::: SUPPLIED DATA

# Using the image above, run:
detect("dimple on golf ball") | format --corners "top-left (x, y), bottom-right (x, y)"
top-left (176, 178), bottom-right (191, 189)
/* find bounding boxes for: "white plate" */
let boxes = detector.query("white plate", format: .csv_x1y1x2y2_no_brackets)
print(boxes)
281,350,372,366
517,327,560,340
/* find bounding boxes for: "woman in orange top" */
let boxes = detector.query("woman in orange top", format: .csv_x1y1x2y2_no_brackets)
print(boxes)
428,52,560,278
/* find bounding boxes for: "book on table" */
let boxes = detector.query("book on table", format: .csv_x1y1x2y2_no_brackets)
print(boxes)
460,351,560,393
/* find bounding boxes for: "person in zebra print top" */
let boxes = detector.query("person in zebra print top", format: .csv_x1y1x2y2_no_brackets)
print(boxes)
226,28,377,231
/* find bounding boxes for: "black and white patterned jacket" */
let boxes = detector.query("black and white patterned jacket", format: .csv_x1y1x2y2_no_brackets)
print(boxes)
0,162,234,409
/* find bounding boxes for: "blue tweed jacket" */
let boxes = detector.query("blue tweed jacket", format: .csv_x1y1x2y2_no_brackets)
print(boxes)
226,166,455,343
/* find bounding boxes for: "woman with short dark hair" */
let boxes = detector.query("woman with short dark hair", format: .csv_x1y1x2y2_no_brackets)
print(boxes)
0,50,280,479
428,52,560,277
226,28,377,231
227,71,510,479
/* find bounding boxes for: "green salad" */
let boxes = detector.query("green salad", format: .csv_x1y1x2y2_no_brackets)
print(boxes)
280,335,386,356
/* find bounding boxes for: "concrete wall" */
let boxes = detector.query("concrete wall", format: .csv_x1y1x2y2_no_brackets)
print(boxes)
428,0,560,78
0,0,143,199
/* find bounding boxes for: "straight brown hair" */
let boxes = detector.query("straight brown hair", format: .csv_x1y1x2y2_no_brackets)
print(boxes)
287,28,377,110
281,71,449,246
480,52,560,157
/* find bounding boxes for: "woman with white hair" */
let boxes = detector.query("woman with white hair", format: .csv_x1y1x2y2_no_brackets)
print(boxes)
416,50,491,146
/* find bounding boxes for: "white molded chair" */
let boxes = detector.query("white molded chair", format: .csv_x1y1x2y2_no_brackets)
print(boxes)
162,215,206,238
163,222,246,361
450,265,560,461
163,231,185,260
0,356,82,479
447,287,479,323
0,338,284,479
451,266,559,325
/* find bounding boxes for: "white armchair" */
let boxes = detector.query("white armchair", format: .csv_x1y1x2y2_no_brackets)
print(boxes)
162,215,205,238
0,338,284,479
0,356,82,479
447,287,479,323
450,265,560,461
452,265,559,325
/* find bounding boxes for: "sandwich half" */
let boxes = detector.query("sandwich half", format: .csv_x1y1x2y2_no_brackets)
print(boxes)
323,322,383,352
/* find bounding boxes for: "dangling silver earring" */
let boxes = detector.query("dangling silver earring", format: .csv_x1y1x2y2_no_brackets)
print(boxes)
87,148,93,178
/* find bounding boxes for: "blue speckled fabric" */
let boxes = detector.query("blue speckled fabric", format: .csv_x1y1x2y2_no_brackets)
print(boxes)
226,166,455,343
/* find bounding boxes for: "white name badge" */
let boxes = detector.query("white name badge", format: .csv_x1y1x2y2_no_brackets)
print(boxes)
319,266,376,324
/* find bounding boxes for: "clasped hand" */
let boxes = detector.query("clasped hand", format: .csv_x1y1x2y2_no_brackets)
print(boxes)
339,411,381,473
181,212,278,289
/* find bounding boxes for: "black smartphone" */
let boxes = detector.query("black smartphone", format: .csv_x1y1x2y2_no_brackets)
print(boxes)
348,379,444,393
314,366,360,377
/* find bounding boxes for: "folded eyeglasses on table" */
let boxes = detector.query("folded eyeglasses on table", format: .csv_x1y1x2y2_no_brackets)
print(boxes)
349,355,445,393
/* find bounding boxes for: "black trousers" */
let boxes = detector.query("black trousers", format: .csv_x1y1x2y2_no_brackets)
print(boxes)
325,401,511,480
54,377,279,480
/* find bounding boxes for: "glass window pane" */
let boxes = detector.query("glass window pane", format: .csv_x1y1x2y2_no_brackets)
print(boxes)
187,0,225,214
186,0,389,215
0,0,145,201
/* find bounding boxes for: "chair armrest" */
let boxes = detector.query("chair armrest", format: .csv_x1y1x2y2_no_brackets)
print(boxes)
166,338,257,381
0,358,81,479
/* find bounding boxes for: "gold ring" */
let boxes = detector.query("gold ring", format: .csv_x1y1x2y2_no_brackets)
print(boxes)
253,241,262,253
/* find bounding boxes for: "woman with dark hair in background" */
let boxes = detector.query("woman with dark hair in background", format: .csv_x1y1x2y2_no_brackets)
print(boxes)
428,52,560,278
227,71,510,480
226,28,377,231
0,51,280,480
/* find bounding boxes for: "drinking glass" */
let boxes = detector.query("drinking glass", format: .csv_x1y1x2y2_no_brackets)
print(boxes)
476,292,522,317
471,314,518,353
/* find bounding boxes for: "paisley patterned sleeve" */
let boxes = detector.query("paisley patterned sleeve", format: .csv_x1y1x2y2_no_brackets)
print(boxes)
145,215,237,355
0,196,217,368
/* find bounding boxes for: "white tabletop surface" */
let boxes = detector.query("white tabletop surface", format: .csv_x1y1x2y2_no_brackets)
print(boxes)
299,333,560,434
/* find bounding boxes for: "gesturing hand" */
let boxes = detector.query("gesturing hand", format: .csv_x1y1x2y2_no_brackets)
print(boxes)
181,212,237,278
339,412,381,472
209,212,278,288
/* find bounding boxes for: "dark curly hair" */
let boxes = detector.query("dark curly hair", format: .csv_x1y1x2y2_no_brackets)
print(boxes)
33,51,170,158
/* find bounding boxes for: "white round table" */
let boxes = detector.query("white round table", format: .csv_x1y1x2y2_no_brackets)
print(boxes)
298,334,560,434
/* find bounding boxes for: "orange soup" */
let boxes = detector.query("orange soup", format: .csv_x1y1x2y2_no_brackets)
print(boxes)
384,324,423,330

::::::

» **WORK REQUEST**:
Scan the material line by line and report each one that contains "zebra".

» **RESPONSE TO THE EXERCISE**:
/* find bounding boxes for: "person in zebra print top" */
let boxes = detector.query("person in zebra print top", format: .csv_x1y1x2y2_no_brackets)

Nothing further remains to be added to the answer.